- Source material:
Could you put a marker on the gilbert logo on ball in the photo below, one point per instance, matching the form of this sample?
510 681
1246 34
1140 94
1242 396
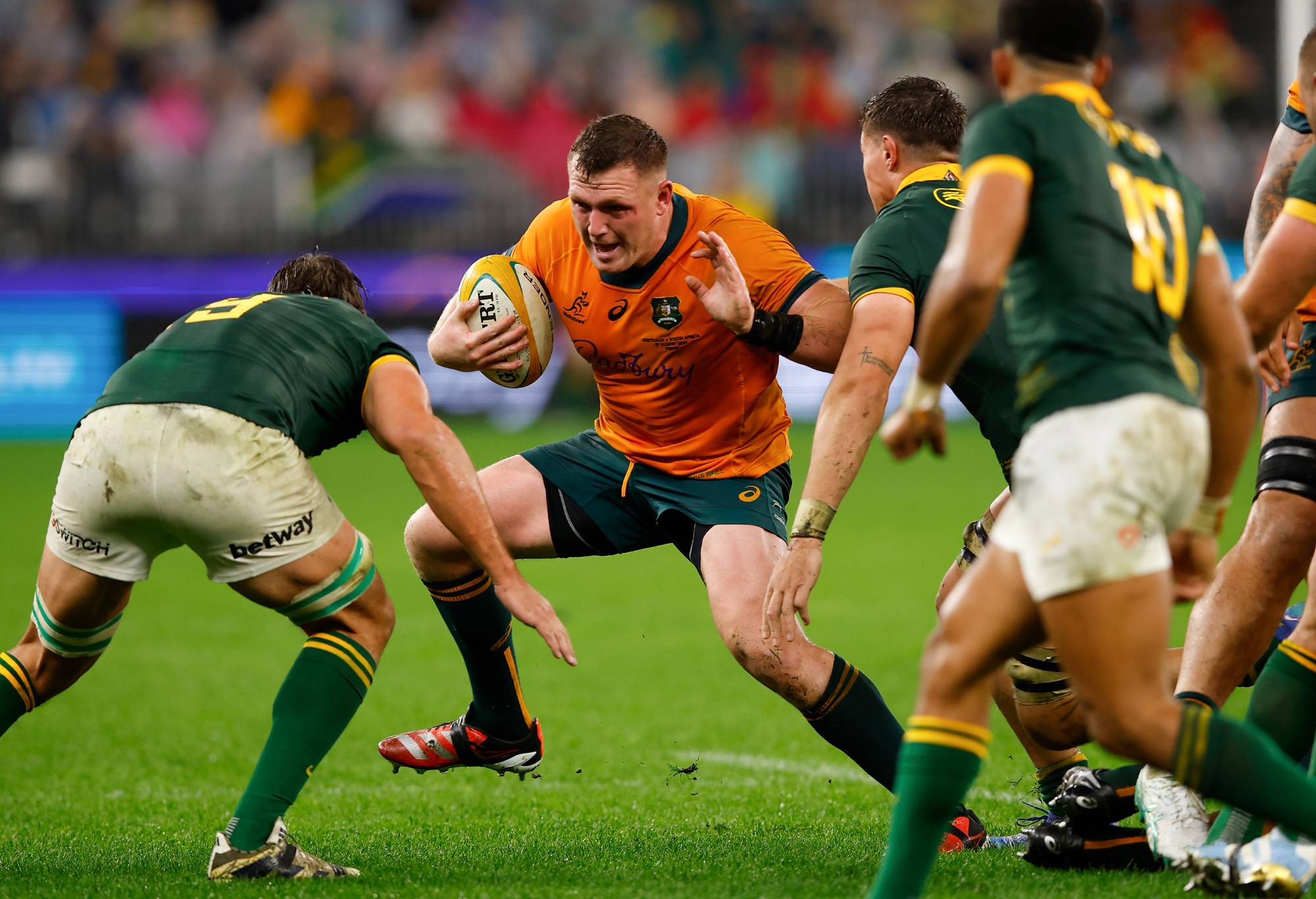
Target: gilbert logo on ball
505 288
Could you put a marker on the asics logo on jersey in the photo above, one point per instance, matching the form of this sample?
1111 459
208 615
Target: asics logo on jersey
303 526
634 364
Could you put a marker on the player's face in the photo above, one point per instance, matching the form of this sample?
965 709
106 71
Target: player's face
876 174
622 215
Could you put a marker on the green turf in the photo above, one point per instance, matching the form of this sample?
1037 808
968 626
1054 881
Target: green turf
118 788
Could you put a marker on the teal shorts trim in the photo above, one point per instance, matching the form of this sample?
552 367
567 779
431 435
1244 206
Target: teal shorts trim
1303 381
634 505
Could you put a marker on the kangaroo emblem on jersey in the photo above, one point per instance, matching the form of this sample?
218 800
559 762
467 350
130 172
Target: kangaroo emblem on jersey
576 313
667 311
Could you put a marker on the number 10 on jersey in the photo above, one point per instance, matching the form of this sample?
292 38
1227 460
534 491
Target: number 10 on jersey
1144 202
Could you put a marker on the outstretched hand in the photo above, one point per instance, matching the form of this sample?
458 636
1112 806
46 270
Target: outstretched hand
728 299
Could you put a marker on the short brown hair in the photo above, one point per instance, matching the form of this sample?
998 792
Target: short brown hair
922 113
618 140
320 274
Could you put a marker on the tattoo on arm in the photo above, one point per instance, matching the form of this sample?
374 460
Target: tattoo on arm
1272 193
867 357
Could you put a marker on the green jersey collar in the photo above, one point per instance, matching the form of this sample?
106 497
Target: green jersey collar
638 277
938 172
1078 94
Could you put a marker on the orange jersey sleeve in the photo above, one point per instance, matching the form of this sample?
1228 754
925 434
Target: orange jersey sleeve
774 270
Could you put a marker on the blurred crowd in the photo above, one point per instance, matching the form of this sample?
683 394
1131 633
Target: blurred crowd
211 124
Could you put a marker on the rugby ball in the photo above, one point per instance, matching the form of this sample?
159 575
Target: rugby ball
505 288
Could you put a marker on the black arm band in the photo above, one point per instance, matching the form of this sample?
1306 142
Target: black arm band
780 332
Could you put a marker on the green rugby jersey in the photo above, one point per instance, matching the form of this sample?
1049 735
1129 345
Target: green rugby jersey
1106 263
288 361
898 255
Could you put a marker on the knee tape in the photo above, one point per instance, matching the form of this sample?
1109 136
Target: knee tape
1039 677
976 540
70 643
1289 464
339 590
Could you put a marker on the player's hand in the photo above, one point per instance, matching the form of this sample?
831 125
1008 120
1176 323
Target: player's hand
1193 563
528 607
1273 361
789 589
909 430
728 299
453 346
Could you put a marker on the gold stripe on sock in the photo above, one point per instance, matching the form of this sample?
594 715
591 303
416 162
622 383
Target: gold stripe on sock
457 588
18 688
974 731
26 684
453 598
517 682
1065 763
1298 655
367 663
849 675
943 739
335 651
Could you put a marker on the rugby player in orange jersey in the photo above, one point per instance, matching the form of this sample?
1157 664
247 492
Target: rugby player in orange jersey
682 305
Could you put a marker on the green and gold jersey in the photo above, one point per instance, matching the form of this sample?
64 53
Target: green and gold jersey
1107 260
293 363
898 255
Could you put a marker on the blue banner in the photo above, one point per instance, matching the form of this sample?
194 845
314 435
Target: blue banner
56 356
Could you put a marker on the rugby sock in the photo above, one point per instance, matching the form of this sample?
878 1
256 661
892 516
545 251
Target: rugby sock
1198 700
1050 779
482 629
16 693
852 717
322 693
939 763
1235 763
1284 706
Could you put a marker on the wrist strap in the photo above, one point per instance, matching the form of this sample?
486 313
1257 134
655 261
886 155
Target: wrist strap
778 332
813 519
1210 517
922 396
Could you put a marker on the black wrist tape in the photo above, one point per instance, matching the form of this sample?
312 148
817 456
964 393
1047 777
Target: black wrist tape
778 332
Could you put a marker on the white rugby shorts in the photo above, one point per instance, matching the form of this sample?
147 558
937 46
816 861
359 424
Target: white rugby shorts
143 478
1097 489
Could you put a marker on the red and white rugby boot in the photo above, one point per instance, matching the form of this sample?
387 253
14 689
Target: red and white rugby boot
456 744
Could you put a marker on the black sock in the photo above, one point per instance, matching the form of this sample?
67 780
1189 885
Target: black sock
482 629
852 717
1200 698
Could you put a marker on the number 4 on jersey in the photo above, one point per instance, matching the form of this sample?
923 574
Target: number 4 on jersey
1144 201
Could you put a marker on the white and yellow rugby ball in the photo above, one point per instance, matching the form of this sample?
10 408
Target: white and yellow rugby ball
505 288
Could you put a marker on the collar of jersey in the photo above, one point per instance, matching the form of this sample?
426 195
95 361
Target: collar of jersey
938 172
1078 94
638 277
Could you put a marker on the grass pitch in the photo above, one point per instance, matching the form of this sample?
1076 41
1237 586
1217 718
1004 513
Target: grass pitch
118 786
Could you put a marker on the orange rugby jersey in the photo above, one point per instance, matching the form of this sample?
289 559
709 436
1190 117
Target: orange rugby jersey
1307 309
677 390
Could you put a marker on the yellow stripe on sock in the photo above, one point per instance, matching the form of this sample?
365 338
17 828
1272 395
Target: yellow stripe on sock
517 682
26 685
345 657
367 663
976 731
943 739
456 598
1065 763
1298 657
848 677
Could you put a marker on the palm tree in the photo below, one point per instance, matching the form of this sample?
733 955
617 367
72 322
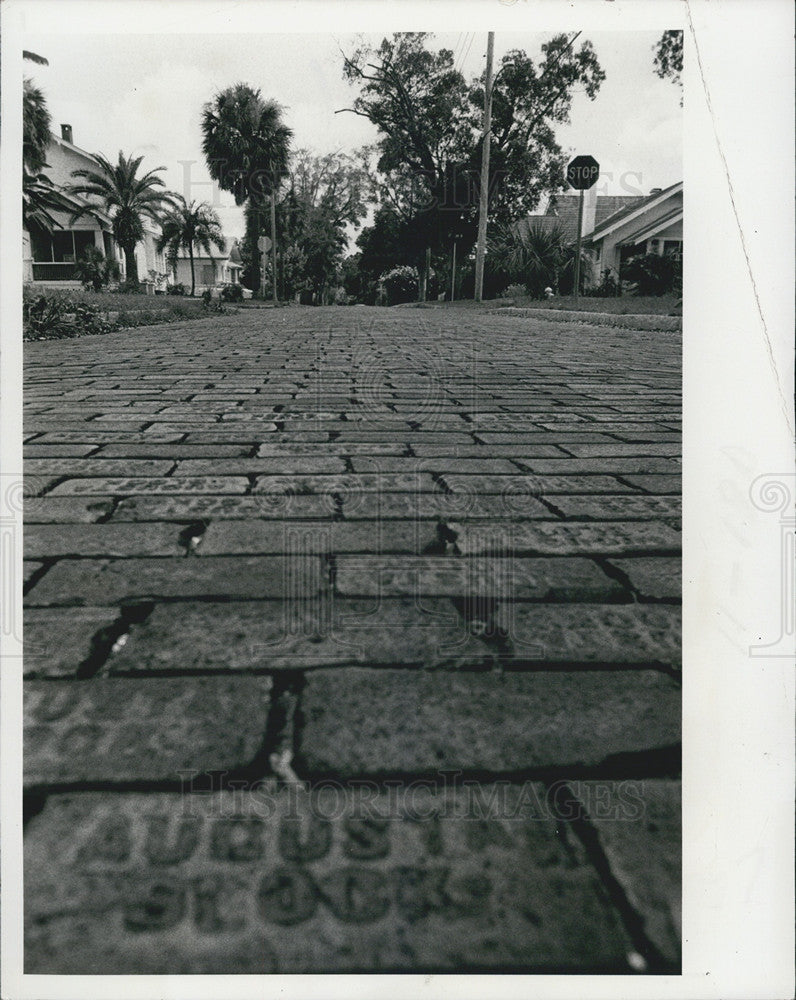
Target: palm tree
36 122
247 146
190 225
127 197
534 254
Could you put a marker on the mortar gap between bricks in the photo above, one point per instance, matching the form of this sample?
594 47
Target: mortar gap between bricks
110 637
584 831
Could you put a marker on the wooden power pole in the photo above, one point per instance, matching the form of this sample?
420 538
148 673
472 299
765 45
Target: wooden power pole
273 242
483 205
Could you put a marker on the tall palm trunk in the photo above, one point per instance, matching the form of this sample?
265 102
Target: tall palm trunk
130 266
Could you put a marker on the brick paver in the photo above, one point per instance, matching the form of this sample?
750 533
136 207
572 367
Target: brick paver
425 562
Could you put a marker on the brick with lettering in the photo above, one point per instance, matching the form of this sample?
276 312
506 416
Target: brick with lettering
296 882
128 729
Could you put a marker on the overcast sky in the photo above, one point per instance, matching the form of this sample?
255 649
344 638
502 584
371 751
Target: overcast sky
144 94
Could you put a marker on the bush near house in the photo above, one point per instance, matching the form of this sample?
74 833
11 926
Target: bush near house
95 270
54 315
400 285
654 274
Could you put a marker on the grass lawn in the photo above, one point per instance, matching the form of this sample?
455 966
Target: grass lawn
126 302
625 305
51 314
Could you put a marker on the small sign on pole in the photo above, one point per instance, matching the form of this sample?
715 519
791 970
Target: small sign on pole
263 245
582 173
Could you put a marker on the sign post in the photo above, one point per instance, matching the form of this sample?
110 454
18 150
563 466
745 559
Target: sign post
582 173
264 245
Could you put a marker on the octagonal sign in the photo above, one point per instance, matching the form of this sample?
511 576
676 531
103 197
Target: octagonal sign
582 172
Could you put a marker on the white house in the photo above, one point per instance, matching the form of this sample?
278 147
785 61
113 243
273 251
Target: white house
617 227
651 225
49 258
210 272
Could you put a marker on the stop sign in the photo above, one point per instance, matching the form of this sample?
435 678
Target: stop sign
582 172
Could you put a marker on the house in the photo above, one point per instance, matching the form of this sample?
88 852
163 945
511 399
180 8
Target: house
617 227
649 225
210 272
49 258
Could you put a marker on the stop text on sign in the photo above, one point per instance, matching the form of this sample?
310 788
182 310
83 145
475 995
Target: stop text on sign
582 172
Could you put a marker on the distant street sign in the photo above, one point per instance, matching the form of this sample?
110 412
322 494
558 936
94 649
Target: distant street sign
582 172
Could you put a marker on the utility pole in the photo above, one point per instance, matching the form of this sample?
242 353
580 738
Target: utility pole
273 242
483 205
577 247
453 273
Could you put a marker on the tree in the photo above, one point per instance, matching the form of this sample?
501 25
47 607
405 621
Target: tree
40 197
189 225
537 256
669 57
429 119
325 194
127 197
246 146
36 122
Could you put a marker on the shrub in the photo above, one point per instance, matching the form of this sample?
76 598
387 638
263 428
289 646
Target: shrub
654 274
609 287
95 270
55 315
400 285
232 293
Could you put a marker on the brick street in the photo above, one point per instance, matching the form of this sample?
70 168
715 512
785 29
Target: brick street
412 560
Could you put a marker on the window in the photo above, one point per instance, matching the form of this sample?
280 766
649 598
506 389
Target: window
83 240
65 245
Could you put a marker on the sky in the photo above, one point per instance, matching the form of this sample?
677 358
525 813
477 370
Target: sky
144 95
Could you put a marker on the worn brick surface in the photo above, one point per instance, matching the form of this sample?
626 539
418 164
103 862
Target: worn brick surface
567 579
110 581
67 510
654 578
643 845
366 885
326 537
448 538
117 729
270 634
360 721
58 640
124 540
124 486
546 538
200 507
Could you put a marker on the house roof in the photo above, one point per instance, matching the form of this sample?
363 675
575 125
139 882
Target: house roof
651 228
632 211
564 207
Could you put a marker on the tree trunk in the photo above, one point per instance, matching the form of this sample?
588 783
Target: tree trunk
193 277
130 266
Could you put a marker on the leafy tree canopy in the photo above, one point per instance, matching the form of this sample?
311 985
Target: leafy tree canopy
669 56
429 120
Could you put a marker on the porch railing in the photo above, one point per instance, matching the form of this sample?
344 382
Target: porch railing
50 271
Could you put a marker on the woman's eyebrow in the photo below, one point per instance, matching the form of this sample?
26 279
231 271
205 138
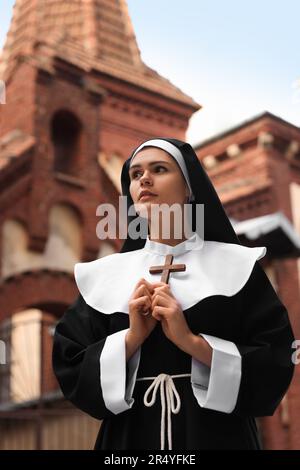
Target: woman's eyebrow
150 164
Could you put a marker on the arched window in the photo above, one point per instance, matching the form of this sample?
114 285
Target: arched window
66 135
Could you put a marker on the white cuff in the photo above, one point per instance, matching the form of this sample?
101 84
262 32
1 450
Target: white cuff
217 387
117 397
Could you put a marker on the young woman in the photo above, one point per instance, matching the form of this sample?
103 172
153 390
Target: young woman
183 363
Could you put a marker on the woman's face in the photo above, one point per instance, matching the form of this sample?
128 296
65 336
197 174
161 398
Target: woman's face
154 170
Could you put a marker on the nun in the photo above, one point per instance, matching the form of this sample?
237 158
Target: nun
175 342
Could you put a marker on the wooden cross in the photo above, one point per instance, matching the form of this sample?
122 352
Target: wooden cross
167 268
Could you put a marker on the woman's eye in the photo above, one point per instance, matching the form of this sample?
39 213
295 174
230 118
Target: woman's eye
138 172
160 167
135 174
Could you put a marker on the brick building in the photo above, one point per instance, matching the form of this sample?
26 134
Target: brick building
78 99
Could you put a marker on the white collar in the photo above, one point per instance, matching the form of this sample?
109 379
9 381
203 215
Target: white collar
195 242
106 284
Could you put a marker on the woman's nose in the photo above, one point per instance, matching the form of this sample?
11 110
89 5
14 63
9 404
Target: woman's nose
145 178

- Task:
From the data, list each line in which the string "below" appears.

- Expected answer:
Could you put a marker on the gilbert logo on ball in the photo below, one point per instance, matching the form of this sample?
Could you put a marker on the palm tree in the photo below, one point per instance, matching the form of this sample?
Could you put a marker on the woman's eyebrow in the photo below, one point per instance, matching the form of this sample?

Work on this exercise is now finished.